Excerpts from a pointing dataset
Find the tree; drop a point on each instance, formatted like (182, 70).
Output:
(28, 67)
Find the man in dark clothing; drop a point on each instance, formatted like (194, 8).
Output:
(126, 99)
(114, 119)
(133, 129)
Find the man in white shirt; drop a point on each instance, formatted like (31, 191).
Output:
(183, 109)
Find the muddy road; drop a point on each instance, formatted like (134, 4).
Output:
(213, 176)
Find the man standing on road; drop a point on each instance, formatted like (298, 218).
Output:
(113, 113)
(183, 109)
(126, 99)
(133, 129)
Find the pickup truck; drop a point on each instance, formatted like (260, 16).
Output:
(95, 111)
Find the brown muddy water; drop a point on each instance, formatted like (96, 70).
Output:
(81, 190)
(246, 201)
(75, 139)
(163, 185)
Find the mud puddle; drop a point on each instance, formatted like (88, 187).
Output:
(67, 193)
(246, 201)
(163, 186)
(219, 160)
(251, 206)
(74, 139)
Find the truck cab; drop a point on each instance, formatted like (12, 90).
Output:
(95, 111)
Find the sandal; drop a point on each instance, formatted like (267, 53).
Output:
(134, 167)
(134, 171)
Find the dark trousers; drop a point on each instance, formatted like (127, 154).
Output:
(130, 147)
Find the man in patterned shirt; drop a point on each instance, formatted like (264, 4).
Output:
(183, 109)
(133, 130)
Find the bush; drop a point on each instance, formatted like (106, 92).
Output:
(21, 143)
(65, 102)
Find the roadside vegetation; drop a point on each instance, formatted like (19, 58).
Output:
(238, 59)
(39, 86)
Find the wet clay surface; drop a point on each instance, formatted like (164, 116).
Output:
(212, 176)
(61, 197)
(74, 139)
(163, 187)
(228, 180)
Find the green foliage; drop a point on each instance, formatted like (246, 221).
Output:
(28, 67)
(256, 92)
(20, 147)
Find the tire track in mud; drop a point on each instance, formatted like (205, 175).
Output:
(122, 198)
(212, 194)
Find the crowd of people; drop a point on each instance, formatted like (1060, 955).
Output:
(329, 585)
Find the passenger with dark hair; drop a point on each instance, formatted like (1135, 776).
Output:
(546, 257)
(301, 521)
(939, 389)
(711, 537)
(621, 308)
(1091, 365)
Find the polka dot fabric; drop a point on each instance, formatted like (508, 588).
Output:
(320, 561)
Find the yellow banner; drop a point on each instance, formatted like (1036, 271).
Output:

■ **Objective**: Reproduce the entries from the line with "Find the polka" through the end of the entries, requests included, multiplying each answer coordinate by 0.5 and rounding to whole numbers, with halves rounded up. Keep the numbers in the requests and their format samples as they are.

■ **Reply**:
Find the polka dot fabric; drop a point on each instance, formatted like (508, 588).
Output:
(160, 281)
Find the yellow banner; drop a point on each instance, formatted like (1036, 271).
Output:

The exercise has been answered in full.